Teks Sumber:
■ ■ ■ ■ ■ ■ ■
Sebab manusia juga harus saling bersaing untuk memperebutkan sumber daya alam yang terbatas, karena tabiat manusia ada yang baik dan ada yang buruk. Keberadaan tabiat buruk manusia inilah yang membuat politik terjerumus pada penurunan artikulasi makna dimana politik di asosiakan dengan perilaku yang tidak terpuji untuk memperebutkan kekuasaan.
Upaya untuk mewujudkan kedaulatan rakyat tersebut, dalam Negara demokrasi disebutkan salah satu cara yang dapat ditempuh adalah dengan jalan pelaksanaan pemilihan umum, di mana rakyat diberikan kesempatan yang sama untuk menggunakan hak politiknya. Juga merealisasikan Pemilu berkualitas dan berintegritas tentu banyak tantangan yang akan di hadapi.
Seperti halnya kampanye di Indonesia belum benar-benar menjadi sarana pendidikan politik untuk warga. Masa kampanye sepanjang perjalanan masi dominan di isi oleh sensasi di banding subtansi. Masa kampanye belum menjadi ajang adu gagasan dan program, melainkan hanya seputar pertarungan isu-isu yang muncul di permukaan.
Lantas bagaimana dengan pelaksanaan Pemilu di Indonesia 2024 nanti…?
Belajar dari pelaksanaan Pemilu 2019 yang banyak menyisakan polemik, mulai dari masa kampanye yang terlalu lama, penyebaran hoax saat masa kampanye, pelaksanaan logistic Pemilu, di mana secara Nasional ada 10.520 TPS yang mengalami kekurangan logistic Pemilu, kotak suara yang diterima KPPS tidak disegel terjadi di 6. 474 TPS, Surat suara yang tertukar antara daerah pemilihan atau antar TPS, dimana berdasarkan data Bawaslu kasus ini terjadi di 3. 411 TPS, penanganan Daftar Pemilih Tetap Hasil Perbaikan Tahap 3 (DPThp 3) yang dilakukan oleh KPU baru tuntas pada tanggal 8 april 2019, yaitu 9 hari sebelum hari pencoblosan.
Berarti mundur 21 hari dari jadwal yang di tetapkan KPU, yaitu 19 maret 2019. Juga berbagai kepentingan kelompok maupun individu, politisasi birokrasi, maraknya politik uang, serta tingginya intensitas pemilu. Perhitungan hingga lamanya waktu rekapitulasi di tiap TPS yang sangat lama, sehingga banyak anggota KPPS yang mengalami sakit dan meninggal dunia. Banyak pemilih yang tidak terdaftar di tiap TPS, namun banyak pemilih yang bisa ikut mencoblos pada 2019 kemarin. Meskipun demikian hal tersebut, bukan berarti kesimpulannya bahwa Pemilu serentak tidak dapat dilaksanakan di Indonesia.
Dalam konteks permasalahan di atas memperlihatkan kelemahan institusi pemerintah dalam pelaksanaan Pemilu, maka diperlukan formulasi baru untuk menghindarkan Pemilu dari bias kepentingan elit, tidak hanya secara Nasional tetapi paling terpenting adalah upaya menemukan formulasi baru dalam menjaga kondisi demokrasi yang sehat ditingkat daerah.
■ ■ ■ ■ ■ ■ ■
Catatan Data:
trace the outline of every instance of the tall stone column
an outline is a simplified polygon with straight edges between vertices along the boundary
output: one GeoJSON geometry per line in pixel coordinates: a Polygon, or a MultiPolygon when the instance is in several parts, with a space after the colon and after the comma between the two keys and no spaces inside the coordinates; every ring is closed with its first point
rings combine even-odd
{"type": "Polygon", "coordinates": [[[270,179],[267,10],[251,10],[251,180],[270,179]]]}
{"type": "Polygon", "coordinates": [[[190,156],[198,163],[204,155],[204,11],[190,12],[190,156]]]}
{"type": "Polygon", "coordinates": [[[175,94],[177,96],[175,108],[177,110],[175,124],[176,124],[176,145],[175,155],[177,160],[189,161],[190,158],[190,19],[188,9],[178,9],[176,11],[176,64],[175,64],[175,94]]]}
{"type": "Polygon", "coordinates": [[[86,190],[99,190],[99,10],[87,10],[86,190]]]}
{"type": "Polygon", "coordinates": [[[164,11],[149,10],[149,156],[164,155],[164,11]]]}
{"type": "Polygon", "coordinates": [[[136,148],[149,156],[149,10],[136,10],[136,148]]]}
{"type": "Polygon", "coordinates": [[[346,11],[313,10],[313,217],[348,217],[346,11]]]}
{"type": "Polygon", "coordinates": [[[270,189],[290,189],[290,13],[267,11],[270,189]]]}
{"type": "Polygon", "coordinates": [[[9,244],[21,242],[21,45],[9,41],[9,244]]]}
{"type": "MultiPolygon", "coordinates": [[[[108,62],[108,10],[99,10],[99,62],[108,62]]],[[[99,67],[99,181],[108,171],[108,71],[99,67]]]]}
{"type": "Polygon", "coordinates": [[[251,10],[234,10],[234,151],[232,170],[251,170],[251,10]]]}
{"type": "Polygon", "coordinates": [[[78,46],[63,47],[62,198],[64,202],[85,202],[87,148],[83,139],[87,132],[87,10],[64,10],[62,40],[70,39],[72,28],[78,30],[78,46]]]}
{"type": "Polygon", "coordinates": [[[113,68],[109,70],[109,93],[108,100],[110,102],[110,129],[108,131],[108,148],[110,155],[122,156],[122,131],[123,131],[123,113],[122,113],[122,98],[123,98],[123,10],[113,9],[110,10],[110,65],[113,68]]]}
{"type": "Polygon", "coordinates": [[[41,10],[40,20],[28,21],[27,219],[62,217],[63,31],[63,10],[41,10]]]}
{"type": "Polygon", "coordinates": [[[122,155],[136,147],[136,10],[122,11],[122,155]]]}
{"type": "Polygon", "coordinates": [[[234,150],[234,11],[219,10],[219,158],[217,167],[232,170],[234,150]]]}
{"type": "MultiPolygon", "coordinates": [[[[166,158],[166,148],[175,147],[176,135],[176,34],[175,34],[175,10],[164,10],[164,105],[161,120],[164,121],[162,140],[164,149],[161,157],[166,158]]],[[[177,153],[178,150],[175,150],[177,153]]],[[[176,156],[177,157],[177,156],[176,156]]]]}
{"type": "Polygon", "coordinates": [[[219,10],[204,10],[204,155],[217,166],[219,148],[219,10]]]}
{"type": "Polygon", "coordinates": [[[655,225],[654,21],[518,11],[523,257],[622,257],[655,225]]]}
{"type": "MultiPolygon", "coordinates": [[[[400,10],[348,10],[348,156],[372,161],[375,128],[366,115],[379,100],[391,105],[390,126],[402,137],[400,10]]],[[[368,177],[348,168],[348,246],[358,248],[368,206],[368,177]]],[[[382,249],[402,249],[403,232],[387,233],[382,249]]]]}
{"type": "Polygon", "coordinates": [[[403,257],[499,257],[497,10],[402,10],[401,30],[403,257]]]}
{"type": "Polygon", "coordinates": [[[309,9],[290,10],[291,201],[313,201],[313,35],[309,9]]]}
■ ■ ■ ■ ■ ■ ■
Tujuan Tugas 1:
Kutip tanpa perubahan sepenggal teks tentang pemilu di Indonesia, mulai dari kata yang memuat "Sebab manusia juga" dan berhenti setelah "untuk memperebutkan kekuasaan.".
Tujuan Tugas 2:
Menurut teks tentang pemilu di Indonesia, berapa TPS di tingkat nasional yang kekurangan logistik Pemilu pada Pemilu 2019?

Jawaban Tugas 1:
Sebab manusia juga harus saling bersaing untuk memperebutkan sumber daya alam yang terbatas, karena tabiat manusia ada yang baik dan ada yang buruk. Keberadaan tabiat buruk manusia inilah yang membuat politik terjerumus pada penurunan artikulasi makna dimana politik di asosiakan dengan perilaku yang tidak terpuji untuk memperebutkan kekuasaan.

Jawaban Tugas 2:
10.520 TPS.